Entries for bounding box labeling:
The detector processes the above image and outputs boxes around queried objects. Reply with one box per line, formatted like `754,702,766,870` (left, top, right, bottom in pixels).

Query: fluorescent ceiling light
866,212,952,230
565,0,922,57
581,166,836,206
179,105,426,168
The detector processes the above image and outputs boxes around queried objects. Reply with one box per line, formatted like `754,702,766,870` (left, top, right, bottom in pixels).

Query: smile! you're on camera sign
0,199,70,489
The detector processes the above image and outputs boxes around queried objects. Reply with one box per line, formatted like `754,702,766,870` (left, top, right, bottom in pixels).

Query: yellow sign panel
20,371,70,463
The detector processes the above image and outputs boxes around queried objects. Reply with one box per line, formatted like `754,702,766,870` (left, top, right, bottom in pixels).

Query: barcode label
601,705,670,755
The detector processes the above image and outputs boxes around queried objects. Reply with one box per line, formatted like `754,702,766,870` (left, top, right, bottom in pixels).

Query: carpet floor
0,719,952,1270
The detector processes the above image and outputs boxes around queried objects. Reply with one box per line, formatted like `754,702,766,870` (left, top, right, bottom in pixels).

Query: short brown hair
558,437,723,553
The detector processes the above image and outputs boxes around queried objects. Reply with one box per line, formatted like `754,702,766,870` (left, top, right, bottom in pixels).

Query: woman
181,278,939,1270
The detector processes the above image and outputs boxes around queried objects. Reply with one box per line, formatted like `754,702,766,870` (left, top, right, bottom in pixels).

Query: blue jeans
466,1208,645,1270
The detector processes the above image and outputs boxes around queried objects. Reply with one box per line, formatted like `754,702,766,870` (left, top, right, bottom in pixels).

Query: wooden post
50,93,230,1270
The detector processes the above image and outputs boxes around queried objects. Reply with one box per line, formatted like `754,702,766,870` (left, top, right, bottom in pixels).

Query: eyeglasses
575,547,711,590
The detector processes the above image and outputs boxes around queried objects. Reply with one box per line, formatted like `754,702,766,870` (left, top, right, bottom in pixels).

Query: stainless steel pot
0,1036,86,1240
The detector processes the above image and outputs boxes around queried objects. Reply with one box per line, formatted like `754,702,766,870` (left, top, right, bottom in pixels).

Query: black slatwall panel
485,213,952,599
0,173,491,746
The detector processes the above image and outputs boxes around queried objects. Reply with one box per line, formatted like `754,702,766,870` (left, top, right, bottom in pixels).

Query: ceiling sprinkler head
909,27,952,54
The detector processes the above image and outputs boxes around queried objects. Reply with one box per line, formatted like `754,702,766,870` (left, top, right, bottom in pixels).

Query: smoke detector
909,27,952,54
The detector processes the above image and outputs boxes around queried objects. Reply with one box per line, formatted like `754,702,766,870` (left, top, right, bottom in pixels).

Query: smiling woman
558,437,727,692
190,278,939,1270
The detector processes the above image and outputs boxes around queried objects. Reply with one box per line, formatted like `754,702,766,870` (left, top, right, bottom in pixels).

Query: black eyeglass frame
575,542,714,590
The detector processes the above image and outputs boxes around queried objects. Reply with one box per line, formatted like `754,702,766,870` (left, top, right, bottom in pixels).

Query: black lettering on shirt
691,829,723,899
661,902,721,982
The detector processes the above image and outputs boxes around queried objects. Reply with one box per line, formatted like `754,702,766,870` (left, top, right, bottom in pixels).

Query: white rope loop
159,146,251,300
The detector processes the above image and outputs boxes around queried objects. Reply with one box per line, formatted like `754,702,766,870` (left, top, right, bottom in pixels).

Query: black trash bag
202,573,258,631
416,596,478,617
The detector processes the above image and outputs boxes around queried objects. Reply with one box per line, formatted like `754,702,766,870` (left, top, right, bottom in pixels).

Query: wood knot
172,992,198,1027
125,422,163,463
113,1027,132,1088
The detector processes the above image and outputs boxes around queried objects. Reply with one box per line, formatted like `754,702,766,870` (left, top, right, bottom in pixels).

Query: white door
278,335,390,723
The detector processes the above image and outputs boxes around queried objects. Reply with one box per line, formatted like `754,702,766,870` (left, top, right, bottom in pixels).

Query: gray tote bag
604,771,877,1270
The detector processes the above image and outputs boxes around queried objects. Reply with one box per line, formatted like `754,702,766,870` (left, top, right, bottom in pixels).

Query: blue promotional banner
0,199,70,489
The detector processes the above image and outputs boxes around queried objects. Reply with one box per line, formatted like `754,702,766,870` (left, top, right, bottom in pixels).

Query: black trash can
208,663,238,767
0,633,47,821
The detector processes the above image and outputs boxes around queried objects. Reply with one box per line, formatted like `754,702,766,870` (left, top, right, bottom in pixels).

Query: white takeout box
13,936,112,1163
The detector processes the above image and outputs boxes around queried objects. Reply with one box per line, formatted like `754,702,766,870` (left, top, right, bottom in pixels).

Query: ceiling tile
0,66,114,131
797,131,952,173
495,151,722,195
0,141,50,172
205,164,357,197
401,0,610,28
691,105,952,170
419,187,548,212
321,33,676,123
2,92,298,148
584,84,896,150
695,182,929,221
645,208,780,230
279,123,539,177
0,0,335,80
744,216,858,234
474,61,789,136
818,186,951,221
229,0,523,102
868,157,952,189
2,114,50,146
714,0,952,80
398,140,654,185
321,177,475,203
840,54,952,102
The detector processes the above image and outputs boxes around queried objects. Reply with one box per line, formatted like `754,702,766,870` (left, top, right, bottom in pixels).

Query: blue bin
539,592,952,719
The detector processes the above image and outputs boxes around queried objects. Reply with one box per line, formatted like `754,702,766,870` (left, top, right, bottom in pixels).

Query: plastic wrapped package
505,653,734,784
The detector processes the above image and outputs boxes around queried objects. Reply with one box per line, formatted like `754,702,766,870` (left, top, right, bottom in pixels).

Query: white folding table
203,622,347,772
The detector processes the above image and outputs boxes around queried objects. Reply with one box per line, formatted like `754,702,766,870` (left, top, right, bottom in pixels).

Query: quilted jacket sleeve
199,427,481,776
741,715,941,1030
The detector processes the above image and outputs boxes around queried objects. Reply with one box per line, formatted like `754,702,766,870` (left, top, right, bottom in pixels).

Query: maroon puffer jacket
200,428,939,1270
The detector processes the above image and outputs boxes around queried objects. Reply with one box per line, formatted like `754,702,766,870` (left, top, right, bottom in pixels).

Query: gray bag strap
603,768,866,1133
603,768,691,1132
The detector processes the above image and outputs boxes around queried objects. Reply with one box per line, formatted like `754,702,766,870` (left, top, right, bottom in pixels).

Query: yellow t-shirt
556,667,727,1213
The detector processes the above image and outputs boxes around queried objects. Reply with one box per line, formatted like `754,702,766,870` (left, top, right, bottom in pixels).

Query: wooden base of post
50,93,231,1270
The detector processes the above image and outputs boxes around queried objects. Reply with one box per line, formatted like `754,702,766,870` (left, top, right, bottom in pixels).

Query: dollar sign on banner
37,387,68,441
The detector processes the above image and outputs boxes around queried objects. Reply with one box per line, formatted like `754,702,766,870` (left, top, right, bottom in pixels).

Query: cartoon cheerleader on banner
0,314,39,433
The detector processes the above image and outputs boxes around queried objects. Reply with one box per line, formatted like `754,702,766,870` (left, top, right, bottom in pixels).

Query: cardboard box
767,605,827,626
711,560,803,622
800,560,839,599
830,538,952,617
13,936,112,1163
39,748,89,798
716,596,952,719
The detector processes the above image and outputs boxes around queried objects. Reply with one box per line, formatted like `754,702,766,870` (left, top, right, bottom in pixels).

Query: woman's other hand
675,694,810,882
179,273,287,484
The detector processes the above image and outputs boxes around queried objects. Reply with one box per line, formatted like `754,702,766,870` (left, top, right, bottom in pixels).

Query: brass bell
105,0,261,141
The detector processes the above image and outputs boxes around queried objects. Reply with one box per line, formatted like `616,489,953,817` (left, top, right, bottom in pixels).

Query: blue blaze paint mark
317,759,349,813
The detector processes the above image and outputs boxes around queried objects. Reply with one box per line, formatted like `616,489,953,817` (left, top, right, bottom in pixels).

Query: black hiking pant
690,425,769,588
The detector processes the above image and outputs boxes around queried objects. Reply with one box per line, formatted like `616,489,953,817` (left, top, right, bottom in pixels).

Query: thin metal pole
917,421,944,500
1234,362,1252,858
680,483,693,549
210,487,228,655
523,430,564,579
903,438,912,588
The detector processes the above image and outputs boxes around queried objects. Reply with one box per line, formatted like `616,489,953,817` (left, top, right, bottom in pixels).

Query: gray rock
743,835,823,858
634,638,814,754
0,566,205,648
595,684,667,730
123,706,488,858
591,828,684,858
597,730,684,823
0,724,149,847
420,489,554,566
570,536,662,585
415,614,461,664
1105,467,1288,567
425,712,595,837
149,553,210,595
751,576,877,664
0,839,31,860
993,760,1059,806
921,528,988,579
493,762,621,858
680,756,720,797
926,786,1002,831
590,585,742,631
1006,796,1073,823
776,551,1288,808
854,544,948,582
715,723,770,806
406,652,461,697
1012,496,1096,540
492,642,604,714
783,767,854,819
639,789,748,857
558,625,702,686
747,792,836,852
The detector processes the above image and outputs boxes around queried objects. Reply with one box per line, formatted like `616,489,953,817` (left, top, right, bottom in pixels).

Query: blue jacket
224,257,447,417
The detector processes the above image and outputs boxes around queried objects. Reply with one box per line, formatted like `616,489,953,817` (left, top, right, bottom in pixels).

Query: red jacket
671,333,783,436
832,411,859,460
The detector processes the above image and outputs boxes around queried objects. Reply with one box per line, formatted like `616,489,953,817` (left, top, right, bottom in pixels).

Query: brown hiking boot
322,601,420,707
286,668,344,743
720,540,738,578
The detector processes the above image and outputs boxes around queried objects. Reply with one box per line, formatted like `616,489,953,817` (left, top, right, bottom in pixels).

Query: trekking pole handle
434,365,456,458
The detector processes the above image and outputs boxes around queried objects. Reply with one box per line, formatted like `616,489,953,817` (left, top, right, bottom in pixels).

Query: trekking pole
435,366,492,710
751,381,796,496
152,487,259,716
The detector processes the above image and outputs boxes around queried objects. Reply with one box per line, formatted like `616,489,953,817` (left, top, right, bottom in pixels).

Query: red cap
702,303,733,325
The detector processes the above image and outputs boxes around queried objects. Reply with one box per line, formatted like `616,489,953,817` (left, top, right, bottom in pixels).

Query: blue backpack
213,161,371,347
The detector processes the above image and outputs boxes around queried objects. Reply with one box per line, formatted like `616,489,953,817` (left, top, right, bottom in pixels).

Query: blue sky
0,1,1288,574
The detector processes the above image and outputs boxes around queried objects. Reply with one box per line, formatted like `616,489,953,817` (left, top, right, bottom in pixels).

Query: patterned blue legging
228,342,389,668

▶ **WRITTEN REQUEST**
Rewrite the records from the start through the line containing "179,105,426,168" as a Markdown table with the columns Row and Line, skipping blank lines.

▶ **RESULT OF THE TASK**
| Row | Line |
|---|---|
| 1 | The detector processes the above image and outputs boxes around queried objects. Reply with one box per line, formatted like `754,702,766,870` (left, top, right, bottom in pixels). |
| 2 | Query: fluorescent ceiling light |
| 3 | 866,212,952,230 |
| 4 | 565,0,922,57 |
| 5 | 581,166,836,206 |
| 6 | 179,105,426,168 |